§ **TEXT PROVIDED**
— Begin —
In most cases with restaking, AVSs that aren’t yet generating revenue will likely introduce a native token to incentivize restakers. This means they will use their native token to compensate ETH restakers or other ERC20 restakers. As a result, restakers who may simply prefer their rewards in ETH or a specific ERC20 token, are likely to automatically convert these AVS rewards back into their preferred tokens.

Economically, this model is fundamentally weaker than a traditional Proof of Stake system. In traditional staking, participants buy the native token, show commitment to the project, and stake to earn rewards. Since they’ve invested in the native token, they are more likely to hold onto their staking rewards longer than restakers who receive AVS rewards.

In today’s restaking market, there are also auto-compounding products that automatically convert restaking rewards into ETH to boost the restaked position, which encourages immediate selling of AVS tokens.

Part III. What to Expect for the Future of Restaking

  1. AVS Yields as a Catalyst for TVL Growth

As slashing goes live, we expect restakers to pay closer attention to the operators they select, particularly the quality of services offered. Additionally, TVL growth will likely be driven by operators’ ability to deliver the best risk-adjusted returns.
— End —
§ **LISTED ENTRIES**
— Begin —
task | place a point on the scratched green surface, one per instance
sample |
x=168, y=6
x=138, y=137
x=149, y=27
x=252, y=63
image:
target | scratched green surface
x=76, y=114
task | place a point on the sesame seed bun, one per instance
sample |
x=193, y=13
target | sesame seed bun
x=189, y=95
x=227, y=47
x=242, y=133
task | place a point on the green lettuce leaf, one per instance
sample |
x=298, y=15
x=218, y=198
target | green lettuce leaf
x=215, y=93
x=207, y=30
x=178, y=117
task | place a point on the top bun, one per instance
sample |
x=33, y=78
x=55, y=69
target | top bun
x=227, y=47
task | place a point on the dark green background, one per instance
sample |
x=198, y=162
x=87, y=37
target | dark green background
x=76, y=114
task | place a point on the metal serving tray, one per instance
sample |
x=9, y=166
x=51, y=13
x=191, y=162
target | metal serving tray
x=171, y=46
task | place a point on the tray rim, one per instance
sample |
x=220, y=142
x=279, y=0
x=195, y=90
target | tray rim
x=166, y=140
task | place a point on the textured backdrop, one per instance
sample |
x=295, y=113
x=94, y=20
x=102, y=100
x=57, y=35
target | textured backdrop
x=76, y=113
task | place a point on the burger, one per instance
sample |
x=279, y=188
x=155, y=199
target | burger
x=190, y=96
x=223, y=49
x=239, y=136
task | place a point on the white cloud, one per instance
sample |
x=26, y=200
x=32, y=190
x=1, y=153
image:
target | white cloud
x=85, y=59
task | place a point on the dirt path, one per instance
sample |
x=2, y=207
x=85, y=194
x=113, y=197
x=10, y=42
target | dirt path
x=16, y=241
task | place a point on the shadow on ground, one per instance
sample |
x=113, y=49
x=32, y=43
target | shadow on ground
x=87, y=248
— End —
§ **TASK LIST**
• a. In the restaking text, what do auto-compounding products automatically convert restaking rewards into?
• b. Pick up the restaking text after its last sentence and continue it.

§ **RESULTS BY TASK**
• a. ETH, which they use to boost the restaked position.

• b.
Marketplaces are expected to become more flexible, with leading AVSs establishing caps on the amount of security they require or incentivize. The evolution of TVL numbers for AVSs is likely to change as soon as the activation of slashing and yield mechanisms will encourage each AVS to set limits on the TVL they incentivize. This implies that delegations to each AVS will be limited, or yields will be diluted, as AVSs aim to avoid paying for excess security they don’t need.

The introduction of a new security model that distinguishes between "unique" and "total" stake will reshape distribution.

We anticipate different methods by which AVSs will compensate operators for providing security:

  • Protocol Token Incentives: Some AVSs may opt to reward restakers with their own native tokens through an inflationary system. This approach is risky because inflationary tokens can become diluted over time, especially compared to ETH, the base token. If the price of the AVS token declines while ETH remains stable, the AVS will need to distribute more tokens per reward epoch, increasing selling pressure or reducing the AVS yield. The advantage of this model is that it’s the easiest and cheapest way to pay restakers for an AVS.
  • ETH Payouts: The protocol keeps a portion of the fees generated, while the rest is distributed to restakers who provide security. Node operators earn a commission for running the infrastructure. This structure aligns the interests of the protocol, operators, and security providers, all of whom are rewarded in ETH for securing the AVS. The downside of this model is that fees can be low if the AVS doesn’t generate substantial revenue, or it can become costly if the AVS uses its treasury to pay out in ETH (similar to EigenDA).
  • Hybrid model: AVSs distribute fees generated from their operations, but if this is insufficient to attract the desired level of security, they may supplement these rewards with their own token. This approach could make restaking yields more appealing to both restakers and operators.

At this stage, we believe the leading node operators will benefit in two key ways:

  1. They will be best positioned to conduct thorough due diligence on emerging AVSs.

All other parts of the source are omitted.